**Directions:**
Convert the lines from the one containing "Each instance receives one keypoint. Annotate the conifer" through the final line into a JSON list of strings, one string per line, with blank lines omitted.

#####

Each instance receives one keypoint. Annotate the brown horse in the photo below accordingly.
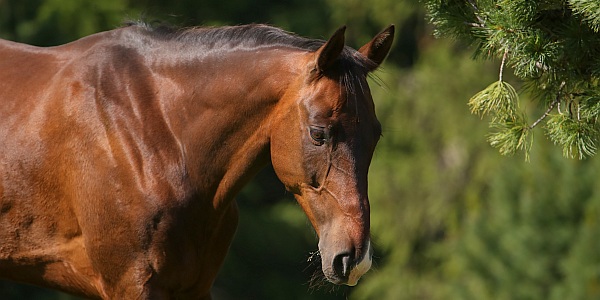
(121, 153)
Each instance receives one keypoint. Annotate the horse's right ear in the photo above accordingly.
(331, 50)
(377, 49)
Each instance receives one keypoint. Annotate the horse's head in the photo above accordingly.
(322, 147)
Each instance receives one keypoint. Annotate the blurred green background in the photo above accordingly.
(451, 218)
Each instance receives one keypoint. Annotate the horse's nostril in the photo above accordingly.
(342, 264)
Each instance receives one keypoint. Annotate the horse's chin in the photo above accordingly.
(357, 271)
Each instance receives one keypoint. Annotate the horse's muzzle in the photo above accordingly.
(346, 269)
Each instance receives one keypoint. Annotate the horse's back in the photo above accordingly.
(62, 152)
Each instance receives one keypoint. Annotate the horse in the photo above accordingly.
(121, 153)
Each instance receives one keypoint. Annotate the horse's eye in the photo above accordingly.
(318, 136)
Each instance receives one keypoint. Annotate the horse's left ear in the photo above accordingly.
(331, 50)
(377, 49)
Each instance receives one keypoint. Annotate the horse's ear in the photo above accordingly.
(377, 49)
(331, 50)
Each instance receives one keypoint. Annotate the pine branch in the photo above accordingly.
(550, 108)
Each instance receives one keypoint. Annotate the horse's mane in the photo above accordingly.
(252, 36)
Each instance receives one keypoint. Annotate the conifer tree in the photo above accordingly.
(553, 49)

#####

**Task response:**
[
  "Each instance receives one keypoint. Annotate the conifer tree in the photo above accordingly.",
  "(553, 49)"
]